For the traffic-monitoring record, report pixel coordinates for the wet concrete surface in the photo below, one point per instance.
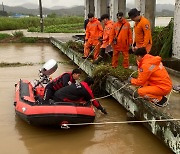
(16, 136)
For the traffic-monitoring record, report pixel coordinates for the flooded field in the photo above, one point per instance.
(16, 136)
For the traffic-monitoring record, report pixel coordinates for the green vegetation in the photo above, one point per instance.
(51, 25)
(102, 71)
(18, 34)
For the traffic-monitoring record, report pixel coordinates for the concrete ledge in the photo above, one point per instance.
(168, 132)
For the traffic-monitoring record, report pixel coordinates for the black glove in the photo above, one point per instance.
(103, 110)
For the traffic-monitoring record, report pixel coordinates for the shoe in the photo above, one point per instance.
(162, 103)
(83, 57)
(97, 60)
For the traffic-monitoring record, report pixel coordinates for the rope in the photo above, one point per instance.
(88, 55)
(120, 122)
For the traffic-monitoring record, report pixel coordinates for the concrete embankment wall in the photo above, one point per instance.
(166, 131)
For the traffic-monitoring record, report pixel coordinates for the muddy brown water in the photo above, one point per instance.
(16, 136)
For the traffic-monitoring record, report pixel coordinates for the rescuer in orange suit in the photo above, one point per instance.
(108, 25)
(153, 78)
(121, 39)
(142, 31)
(94, 32)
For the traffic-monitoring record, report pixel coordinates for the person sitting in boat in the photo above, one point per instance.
(152, 77)
(78, 92)
(63, 80)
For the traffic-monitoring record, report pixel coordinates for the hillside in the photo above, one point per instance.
(33, 9)
(77, 10)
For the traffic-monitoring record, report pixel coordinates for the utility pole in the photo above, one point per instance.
(41, 15)
(3, 6)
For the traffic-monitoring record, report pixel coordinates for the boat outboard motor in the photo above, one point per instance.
(48, 68)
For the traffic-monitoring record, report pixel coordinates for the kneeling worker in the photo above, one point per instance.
(63, 80)
(78, 92)
(153, 78)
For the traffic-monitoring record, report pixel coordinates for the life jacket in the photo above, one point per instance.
(58, 82)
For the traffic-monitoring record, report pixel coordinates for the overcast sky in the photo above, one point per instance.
(68, 3)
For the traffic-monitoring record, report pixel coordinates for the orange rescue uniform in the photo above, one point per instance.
(107, 29)
(94, 31)
(124, 40)
(153, 78)
(142, 30)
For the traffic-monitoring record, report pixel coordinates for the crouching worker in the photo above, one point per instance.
(61, 81)
(153, 78)
(78, 92)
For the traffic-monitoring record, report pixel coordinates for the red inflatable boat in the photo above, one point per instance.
(32, 110)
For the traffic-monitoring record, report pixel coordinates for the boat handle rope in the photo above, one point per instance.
(67, 126)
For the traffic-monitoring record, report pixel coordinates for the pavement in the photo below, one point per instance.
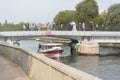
(11, 71)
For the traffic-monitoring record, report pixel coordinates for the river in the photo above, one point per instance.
(105, 66)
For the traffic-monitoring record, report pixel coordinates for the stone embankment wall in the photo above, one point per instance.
(39, 67)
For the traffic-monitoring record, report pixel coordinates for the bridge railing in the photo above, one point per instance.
(39, 67)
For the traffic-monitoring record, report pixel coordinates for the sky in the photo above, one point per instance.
(40, 11)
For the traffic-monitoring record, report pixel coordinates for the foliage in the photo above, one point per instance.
(114, 17)
(64, 17)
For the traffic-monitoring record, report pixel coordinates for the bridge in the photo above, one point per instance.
(95, 36)
(35, 66)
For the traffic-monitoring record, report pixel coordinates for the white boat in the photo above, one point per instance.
(50, 49)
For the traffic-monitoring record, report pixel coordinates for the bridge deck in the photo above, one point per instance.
(11, 71)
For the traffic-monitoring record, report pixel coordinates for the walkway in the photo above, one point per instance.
(11, 71)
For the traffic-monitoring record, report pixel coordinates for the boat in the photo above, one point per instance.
(50, 49)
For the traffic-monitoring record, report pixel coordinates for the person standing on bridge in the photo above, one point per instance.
(91, 25)
(83, 26)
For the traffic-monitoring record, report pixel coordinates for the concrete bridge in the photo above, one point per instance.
(95, 36)
(35, 66)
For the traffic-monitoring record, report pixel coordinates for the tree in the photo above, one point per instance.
(64, 17)
(86, 10)
(114, 17)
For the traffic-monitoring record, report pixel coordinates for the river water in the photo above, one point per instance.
(105, 66)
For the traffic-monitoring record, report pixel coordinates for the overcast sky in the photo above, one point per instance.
(40, 10)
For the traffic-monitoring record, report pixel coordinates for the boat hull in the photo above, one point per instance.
(54, 53)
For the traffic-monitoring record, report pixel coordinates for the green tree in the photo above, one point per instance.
(86, 10)
(114, 17)
(64, 17)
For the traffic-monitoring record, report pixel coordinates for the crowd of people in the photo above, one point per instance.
(34, 27)
(82, 26)
(72, 26)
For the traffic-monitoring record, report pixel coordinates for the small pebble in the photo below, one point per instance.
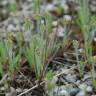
(89, 89)
(18, 90)
(54, 23)
(81, 93)
(63, 93)
(50, 7)
(67, 17)
(74, 91)
(83, 86)
(2, 88)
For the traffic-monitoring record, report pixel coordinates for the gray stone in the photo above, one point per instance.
(74, 91)
(70, 78)
(89, 89)
(81, 93)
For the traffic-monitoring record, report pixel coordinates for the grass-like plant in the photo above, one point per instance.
(8, 58)
(80, 63)
(40, 48)
(87, 23)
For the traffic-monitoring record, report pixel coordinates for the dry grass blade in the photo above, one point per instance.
(34, 87)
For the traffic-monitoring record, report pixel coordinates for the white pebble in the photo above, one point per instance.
(54, 23)
(67, 17)
(81, 93)
(50, 7)
(89, 89)
(61, 32)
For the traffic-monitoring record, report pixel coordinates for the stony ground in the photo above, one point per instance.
(68, 83)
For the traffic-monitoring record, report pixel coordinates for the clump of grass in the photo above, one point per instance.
(80, 64)
(8, 58)
(86, 22)
(40, 48)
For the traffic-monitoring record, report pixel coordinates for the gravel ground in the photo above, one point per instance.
(14, 23)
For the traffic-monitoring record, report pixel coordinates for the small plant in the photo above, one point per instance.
(80, 64)
(40, 48)
(50, 85)
(8, 58)
(13, 7)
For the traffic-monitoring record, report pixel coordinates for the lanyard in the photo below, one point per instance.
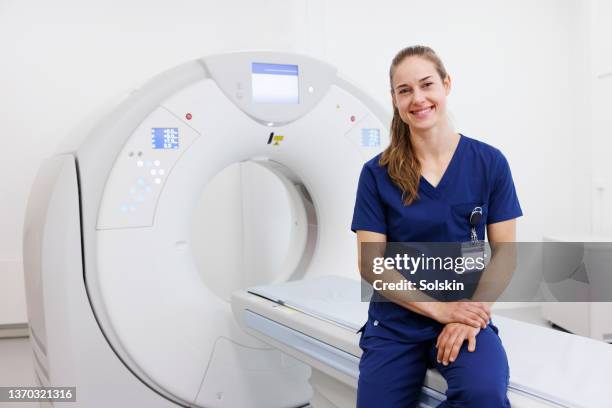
(475, 218)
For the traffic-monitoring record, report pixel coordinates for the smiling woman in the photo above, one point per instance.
(424, 188)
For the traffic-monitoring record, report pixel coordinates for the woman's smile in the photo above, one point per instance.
(423, 113)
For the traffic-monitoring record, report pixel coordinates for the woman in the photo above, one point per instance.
(423, 188)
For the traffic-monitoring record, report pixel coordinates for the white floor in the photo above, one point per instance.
(16, 367)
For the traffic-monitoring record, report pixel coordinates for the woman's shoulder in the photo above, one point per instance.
(482, 149)
(374, 164)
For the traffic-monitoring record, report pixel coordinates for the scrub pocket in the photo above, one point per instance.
(461, 217)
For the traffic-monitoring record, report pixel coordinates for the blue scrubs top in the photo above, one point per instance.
(478, 175)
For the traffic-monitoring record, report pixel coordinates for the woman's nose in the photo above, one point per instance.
(418, 96)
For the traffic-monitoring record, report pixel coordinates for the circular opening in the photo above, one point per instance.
(252, 225)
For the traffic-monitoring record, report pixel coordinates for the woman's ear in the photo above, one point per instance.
(447, 84)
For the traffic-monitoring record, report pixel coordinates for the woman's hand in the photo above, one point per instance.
(475, 314)
(451, 338)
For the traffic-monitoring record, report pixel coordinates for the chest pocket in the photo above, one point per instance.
(460, 214)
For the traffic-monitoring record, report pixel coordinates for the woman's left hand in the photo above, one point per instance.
(452, 337)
● ● ● ● ●
TASK PROMPT: Reproduce each entry exactly, without the pictures.

EXPECTED ANSWER:
For the traffic-monitoring record, report pixel coordinates for the wet concrete surface in the photo below, one point per instance.
(16, 136)
For the traffic-monitoring record, report pixel coordinates for the flooded field in the photo above, one point per instance.
(16, 136)
For the traffic-monitoring record, report pixel coordinates for the green vegetation in the photo above, one point per instance.
(51, 25)
(102, 71)
(18, 34)
For the traffic-monitoring record, report pixel coordinates for the concrete ledge in the photo above, one point per instance.
(168, 132)
For the traffic-monitoring record, report pixel coordinates for the black glove in the photo above, one point per instance.
(103, 110)
For the traffic-monitoring record, report pixel coordinates for the shoe in the photo above, one point per instance.
(162, 103)
(83, 57)
(97, 60)
For the traffic-monitoring record, report pixel coordinates for the rope in the photo above, one point per instance.
(88, 55)
(120, 122)
For the traffic-monitoring record, report pixel coordinates for the concrete embankment wall in the photo above, one point per instance.
(166, 131)
For the traffic-monitoring record, report pixel coordinates for the muddy brown water in the photo above, one point per instance.
(16, 136)
For the traffic-monitoring record, report pixel coordinates for the rescuer in orange suit in the photo above, one point per instance.
(108, 25)
(153, 78)
(121, 39)
(142, 31)
(94, 32)
For the traffic-monitoring record, report pixel coordinates for the person sitting in boat in the photo above, one point per instance.
(152, 77)
(78, 92)
(63, 80)
For the traffic-monitoring record, report pixel coordinates for the hillside in the photo above, one point per instance.
(33, 9)
(77, 10)
For the traffic-monitoring record, report pixel coordinates for the utility pole in the photo above, one point per instance.
(41, 15)
(3, 6)
For the traffic-monitoring record, report pixel coordinates for the boat outboard motor in the photo above, one point per instance.
(48, 68)
For the traffic-monitoring record, report pixel coordinates for the kneeling worker in the photo above, one point per instance.
(63, 80)
(78, 92)
(153, 78)
For the traffic-monitoring record, report pixel coordinates for the life jacket in the photo above, one point per instance.
(58, 82)
For the traffic-monitoring record, report pixel coordinates for the overcast sky in the photo above, one point per instance.
(68, 3)
For the traffic-monitoring record, report pixel coordinates for the orange rescue uniform in the photo above, one point per instance.
(107, 29)
(94, 31)
(124, 40)
(153, 78)
(142, 30)
For the traffic-monitoring record, report pixel coordinates for the crouching worker in the photo above, one point per instance.
(61, 81)
(153, 78)
(78, 92)
For the traffic-monitoring record, report pixel coordinates for the red inflatable boat in the photo above, one point per instance.
(32, 110)
For the traffic-monitoring record, report pixel coordinates for the boat handle rope in the photo above, one point per instance.
(67, 126)
For the traffic-monitoring record, report pixel coordinates for the pavement in the photo below, one point per instance.
(11, 71)
For the traffic-monitoring record, report pixel coordinates for the river in the photo above, one point per instance.
(105, 66)
For the traffic-monitoring record, report pixel coordinates for the stone embankment wall in the photo above, one point per instance.
(39, 67)
For the traffic-monitoring record, report pixel coordinates for the bridge railing in the photo above, one point per instance.
(39, 67)
For the traffic-monitoring record, report pixel coordinates for the sky in the photo above, one point per instance.
(40, 11)
For the traffic-monitoring record, report pixel coordinates for the foliage in the photo above, one point per instance.
(114, 17)
(64, 17)
For the traffic-monitoring record, report pixel coordinates for the bridge in the photo above, one point per instance.
(95, 36)
(35, 66)
For the traffic-monitoring record, report pixel coordinates for the white boat in the photo above, one point per instance.
(50, 49)
For the traffic-monitoring record, report pixel coordinates for the bridge deck in the photo above, one point per instance.
(11, 71)
For the traffic-monitoring record, report pixel coordinates for the walkway in the photo above, one point per instance.
(11, 71)
For the traffic-monitoring record, report pixel coordinates for the boat in the photo above, one point per instance.
(50, 49)
For the traffic-monitoring record, report pixel coordinates for the person standing on bridge in the photo above, one point per instance.
(91, 25)
(83, 26)
For the traffic-monitoring record, report pixel coordinates for the concrete bridge in the photo above, one point per instance.
(95, 36)
(35, 66)
For the traffic-monitoring record, report pixel coordinates for the tree in the photo above, one point per instance.
(64, 17)
(86, 10)
(114, 17)
For the traffic-monitoring record, report pixel coordinates for the river water in the photo above, one point per instance.
(105, 66)
For the traffic-monitoring record, report pixel coordinates for the overcast sky in the photo above, one point per instance.
(40, 10)
For the traffic-monitoring record, report pixel coordinates for the boat hull in the photo above, one point per instance.
(54, 53)
For the traffic-monitoring record, report pixel coordinates for the green tree in the photo above, one point per instance.
(86, 10)
(114, 17)
(64, 17)
For the traffic-monitoring record, report pixel coordinates for the crowd of people in the photo above, one point per instance.
(34, 27)
(82, 26)
(72, 26)
For the traffic-monitoring record, report pixel coordinates for the small pebble in the photo below, one point per instance.
(89, 89)
(18, 90)
(54, 23)
(81, 93)
(63, 93)
(50, 7)
(67, 17)
(74, 91)
(83, 86)
(2, 88)
For the traffic-monitoring record, report pixel coordinates for the gray stone in the photo above, one point per instance.
(74, 91)
(70, 78)
(89, 89)
(81, 93)
For the traffic-monitoring record, report pixel coordinates for the grass-like plant in the photo above, one point per instance.
(8, 58)
(80, 63)
(40, 48)
(87, 23)
For the traffic-monitoring record, report pixel coordinates for the dry grass blade in the photo above, one point per instance.
(34, 87)
For the traffic-monitoring record, report pixel coordinates for the white pebble in the photo above, one point per instance.
(54, 23)
(67, 17)
(81, 93)
(50, 7)
(89, 89)
(61, 32)
For the traffic-monitoring record, report pixel coordinates for the stony ground in the photo above, one point per instance.
(68, 83)
For the traffic-monitoring record, report pixel coordinates for the clump of grass in the photo above, one point per instance.
(80, 64)
(8, 58)
(86, 22)
(40, 48)
For the traffic-monitoring record, report pixel coordinates for the gravel ground in the photo above, one point per instance.
(14, 23)
For the traffic-monitoring record, report pixel coordinates for the small plant in the photo above, one point per instance.
(80, 64)
(40, 48)
(50, 85)
(8, 58)
(13, 7)
For the traffic-monitoring record, report pixel coordinates for the lanyard in the photo below, one point per instance.
(475, 218)
For the traffic-monitoring record, report pixel coordinates for the smiling woman in the photo above, one point per instance.
(424, 188)
For the traffic-monitoring record, report pixel coordinates for the woman's smile in the photo above, one point per instance.
(423, 113)
For the traffic-monitoring record, report pixel coordinates for the woman in the photo above, one point per instance.
(423, 188)
For the traffic-monitoring record, report pixel coordinates for the white floor in the photo above, one point per instance.
(16, 367)
For the traffic-monitoring record, report pixel coordinates for the woman's shoulder in the photo above, one point per instance.
(482, 149)
(374, 164)
For the traffic-monitoring record, report pixel coordinates for the scrub pocket in the photo above, one point per instance.
(461, 217)
For the traffic-monitoring record, report pixel coordinates for the blue scrubs top in the photo above, one point per instance.
(478, 175)
For the traffic-monitoring record, report pixel coordinates for the woman's nose in the photo above, one point per instance.
(418, 96)
For the traffic-monitoring record, report pixel coordinates for the circular opening in the photo above, one point per instance.
(252, 225)
For the traffic-monitoring record, report pixel coordinates for the woman's ear in the photo above, one point per instance.
(447, 84)
For the traffic-monitoring record, report pixel coordinates for the woman's hand in the photo above, one point per instance.
(475, 314)
(451, 338)
For the traffic-monitoring record, report pixel coordinates for the chest pocket in the photo above, one point per instance.
(460, 214)
For the traffic-monitoring record, report pixel coordinates for the woman's left hand in the photo above, one point per instance.
(452, 337)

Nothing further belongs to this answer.